- WORK INSTRUCTION
Exactly as written, copy the lines of the data below from the first through the one containing "Localize person in".

◇ ◇ ◇ ◇ ◇

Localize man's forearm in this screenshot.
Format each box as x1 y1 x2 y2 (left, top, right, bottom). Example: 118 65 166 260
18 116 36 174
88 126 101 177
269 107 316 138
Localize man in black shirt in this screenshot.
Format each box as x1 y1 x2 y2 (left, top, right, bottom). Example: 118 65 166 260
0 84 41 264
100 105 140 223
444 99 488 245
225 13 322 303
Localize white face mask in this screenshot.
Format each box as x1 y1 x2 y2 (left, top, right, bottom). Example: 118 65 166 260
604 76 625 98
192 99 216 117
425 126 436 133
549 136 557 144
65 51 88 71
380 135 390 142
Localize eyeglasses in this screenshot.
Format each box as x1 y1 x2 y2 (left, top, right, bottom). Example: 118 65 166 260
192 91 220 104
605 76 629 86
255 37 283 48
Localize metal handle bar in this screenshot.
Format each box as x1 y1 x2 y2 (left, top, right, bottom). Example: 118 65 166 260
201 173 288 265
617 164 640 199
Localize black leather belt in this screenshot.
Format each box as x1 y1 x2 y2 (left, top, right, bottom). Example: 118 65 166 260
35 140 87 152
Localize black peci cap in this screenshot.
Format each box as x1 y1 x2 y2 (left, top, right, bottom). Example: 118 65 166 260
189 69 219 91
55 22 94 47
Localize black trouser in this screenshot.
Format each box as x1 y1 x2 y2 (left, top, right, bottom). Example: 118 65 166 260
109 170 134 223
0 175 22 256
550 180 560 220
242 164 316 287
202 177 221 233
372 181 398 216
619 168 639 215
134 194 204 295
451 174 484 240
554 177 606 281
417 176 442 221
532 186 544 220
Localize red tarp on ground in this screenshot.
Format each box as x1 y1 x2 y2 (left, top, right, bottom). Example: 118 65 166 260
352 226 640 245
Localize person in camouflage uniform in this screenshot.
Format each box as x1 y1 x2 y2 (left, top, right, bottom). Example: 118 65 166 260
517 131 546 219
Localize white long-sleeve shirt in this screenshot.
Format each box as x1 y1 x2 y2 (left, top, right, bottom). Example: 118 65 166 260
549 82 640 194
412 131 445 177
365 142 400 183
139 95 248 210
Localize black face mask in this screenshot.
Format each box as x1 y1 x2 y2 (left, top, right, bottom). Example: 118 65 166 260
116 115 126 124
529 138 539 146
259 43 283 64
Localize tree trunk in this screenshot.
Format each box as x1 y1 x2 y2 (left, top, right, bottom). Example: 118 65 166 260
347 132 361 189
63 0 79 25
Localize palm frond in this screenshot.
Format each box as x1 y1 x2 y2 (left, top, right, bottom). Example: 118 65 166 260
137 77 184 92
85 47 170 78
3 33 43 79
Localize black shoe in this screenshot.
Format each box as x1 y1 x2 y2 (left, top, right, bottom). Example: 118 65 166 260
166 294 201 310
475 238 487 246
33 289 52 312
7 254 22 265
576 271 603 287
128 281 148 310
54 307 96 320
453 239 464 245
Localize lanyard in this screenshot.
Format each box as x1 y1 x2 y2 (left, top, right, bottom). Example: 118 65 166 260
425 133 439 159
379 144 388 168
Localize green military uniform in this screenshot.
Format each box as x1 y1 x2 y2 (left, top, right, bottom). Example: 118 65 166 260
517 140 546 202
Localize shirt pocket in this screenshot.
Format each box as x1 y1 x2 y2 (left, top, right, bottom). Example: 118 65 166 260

◇ ◇ ◇ ◇ ◇

- EXERCISE RESULT
Localize man's forearm in this screenshot.
Format each box as x1 y1 x2 y2 (left, top, right, bottom). Example: 118 65 166 260
18 116 36 174
88 126 101 177
269 107 316 138
Localize man in black shirt in this screenshot.
Format each box as x1 y1 x2 y2 (left, top, right, bottom). Example: 118 65 166 260
0 84 41 264
100 105 140 223
444 99 488 245
225 13 322 303
Localize white face mask in this screenshot.
Format each box as x1 y1 x2 y2 (left, top, right, bottom). Example: 118 65 166 260
604 76 625 98
192 99 216 117
425 126 436 133
549 136 557 144
65 51 88 71
380 135 390 142
Localize eyeglasses in this screenshot.
Format each box as x1 y1 x2 y2 (left, top, right, bottom). Example: 118 65 166 260
192 91 220 104
605 76 629 86
255 37 283 48
Localize metal handle bar in this screenshot.
Format each box as x1 y1 x2 y2 (left, top, right, bottom). Example: 118 65 166 260
201 173 288 265
617 164 640 199
Localize black leather belt in this screenshot.
Format each box as x1 y1 x2 y2 (left, top, right, bottom). Example: 118 65 166 260
35 140 87 152
Localize black peci cap in this screenshot.
Format each box as x1 y1 x2 y2 (left, top, right, bottom). Example: 118 65 166 260
189 69 219 91
55 22 94 47
Localize black trouser in this screenshot.
Format each box as x1 y1 x2 y2 (left, top, right, bottom). Example: 118 65 166 260
109 170 134 223
0 175 22 256
550 180 560 220
242 164 316 287
202 177 221 233
372 181 398 216
619 168 639 215
134 194 204 295
451 174 484 240
554 177 606 281
417 176 442 221
532 186 544 220
Localize red tarp on ground in this screenshot.
Format each box as x1 y1 x2 y2 (left, top, right, bottom). Example: 118 65 166 260
352 226 640 245
Localize person in camouflage uniform in this screenshot.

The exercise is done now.